#### Task statement
Nothing but the lines from the one with "Can you see the white" through the end of the records below should be written out, and each must match word for word.

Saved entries
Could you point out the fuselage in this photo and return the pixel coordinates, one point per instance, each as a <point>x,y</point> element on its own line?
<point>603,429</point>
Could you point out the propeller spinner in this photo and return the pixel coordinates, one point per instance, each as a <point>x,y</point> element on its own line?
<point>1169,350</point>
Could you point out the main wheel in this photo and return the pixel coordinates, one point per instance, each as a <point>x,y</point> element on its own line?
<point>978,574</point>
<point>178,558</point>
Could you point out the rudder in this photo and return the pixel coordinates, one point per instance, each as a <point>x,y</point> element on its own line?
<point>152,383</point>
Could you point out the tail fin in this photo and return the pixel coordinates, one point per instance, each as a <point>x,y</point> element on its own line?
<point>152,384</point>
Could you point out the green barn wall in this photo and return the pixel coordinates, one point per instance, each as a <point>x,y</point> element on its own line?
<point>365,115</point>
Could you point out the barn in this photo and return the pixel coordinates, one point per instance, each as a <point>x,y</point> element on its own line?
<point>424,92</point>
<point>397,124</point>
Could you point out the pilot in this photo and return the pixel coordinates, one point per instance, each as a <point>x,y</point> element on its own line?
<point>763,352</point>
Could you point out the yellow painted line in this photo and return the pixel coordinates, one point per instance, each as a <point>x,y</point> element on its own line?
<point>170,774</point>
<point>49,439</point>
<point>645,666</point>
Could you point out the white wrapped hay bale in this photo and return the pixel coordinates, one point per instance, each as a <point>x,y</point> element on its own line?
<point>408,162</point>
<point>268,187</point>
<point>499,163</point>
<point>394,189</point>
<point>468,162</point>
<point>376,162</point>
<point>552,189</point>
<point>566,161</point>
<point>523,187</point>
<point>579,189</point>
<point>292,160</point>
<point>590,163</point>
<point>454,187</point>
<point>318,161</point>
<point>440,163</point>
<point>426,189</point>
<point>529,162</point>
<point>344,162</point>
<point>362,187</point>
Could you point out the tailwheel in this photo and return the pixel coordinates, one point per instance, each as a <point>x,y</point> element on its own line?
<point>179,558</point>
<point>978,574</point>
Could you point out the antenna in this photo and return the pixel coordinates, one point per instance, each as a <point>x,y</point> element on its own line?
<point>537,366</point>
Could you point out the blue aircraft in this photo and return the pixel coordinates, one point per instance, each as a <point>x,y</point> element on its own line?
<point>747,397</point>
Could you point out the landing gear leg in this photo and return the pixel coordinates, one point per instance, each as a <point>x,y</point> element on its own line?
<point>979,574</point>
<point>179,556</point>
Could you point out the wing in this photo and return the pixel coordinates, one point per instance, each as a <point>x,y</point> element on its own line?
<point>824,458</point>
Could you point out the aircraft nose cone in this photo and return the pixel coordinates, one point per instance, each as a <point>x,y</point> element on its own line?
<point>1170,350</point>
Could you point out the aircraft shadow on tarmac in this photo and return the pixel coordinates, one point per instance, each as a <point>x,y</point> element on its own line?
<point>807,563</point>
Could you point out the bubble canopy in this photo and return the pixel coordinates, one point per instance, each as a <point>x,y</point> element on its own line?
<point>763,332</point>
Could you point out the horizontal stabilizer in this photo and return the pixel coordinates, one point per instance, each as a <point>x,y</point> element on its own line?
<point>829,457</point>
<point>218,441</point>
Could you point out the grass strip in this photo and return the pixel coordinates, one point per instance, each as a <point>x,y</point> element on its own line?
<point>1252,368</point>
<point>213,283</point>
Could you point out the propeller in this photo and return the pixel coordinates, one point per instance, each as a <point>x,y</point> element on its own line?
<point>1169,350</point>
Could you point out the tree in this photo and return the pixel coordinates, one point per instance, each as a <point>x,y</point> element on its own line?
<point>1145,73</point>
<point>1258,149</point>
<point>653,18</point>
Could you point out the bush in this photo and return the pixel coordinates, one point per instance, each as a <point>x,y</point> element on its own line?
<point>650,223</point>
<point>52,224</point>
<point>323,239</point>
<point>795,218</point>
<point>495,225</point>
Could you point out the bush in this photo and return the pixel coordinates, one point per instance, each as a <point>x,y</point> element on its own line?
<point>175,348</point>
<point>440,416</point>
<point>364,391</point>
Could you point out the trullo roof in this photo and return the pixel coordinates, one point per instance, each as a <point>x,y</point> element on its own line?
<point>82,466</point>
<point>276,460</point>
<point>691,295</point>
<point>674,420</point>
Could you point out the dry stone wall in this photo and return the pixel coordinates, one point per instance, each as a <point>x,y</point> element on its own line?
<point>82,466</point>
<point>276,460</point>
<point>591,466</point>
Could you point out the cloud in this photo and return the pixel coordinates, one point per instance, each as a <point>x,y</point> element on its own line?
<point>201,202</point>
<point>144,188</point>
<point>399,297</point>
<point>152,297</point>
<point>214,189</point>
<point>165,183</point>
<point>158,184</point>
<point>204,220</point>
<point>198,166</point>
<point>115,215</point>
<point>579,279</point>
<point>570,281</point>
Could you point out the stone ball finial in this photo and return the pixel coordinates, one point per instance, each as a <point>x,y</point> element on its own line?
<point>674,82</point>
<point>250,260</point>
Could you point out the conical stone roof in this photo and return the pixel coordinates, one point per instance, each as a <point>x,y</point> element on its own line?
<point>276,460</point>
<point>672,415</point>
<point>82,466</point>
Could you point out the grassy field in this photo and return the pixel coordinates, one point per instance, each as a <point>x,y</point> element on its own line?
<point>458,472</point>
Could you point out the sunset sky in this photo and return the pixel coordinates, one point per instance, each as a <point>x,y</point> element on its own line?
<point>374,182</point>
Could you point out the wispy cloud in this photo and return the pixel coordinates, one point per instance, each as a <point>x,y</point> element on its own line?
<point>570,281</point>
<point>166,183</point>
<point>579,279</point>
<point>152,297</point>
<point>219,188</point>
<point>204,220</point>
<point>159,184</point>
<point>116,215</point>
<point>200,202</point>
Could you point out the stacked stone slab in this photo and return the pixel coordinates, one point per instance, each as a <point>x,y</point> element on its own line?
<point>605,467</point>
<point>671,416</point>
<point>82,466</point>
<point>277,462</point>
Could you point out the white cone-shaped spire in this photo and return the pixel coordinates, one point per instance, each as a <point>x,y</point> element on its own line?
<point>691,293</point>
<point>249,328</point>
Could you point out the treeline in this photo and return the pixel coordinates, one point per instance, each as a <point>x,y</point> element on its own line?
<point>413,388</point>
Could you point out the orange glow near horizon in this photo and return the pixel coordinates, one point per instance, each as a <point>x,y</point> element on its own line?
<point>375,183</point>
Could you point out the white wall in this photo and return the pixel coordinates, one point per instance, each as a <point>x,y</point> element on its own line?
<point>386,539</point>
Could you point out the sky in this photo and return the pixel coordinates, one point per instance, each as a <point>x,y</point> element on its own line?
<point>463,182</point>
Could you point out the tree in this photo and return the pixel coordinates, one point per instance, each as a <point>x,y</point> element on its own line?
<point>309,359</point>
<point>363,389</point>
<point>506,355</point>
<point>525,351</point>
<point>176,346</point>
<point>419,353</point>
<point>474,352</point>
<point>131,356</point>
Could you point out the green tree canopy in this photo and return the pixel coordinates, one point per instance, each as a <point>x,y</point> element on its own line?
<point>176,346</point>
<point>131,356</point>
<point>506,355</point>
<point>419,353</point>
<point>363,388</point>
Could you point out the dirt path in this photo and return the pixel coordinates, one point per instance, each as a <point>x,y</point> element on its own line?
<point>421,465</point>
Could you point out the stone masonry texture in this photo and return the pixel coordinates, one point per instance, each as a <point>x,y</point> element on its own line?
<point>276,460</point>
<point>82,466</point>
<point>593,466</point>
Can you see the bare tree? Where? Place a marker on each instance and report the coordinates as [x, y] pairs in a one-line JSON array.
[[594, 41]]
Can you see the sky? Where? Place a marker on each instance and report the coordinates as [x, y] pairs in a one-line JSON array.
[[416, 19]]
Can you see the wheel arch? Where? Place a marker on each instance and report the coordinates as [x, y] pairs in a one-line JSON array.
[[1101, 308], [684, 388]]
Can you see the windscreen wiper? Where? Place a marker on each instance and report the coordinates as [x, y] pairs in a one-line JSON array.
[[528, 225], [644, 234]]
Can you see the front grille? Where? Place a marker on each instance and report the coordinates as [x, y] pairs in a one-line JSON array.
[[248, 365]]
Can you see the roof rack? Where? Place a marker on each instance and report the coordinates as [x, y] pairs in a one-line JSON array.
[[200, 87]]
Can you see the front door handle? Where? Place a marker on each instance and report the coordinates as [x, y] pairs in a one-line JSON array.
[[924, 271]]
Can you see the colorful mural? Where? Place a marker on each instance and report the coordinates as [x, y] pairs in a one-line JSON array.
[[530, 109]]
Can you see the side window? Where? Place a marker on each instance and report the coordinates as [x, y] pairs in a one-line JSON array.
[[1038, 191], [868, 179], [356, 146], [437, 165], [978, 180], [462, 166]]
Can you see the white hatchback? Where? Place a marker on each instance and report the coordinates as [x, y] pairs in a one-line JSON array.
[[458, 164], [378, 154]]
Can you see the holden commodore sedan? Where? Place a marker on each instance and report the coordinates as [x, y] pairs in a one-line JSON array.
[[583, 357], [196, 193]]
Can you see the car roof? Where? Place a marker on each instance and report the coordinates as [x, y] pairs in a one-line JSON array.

#### Result for this task
Can you see the white hatchback? Where? Place a marker on each instance and report the coordinates as [x, y] pairs in a one-line JSON array.
[[458, 164], [378, 154]]
Can you see the holden commodore sedan? Where? Place a marker on each instance and report the coordinates as [x, y] pairs in a one-line JSON array.
[[583, 357], [196, 193]]
Can you see the car roof? Where? Place a marker on each instance and report the coordinates as [x, y] pairs in a one-line JSON array.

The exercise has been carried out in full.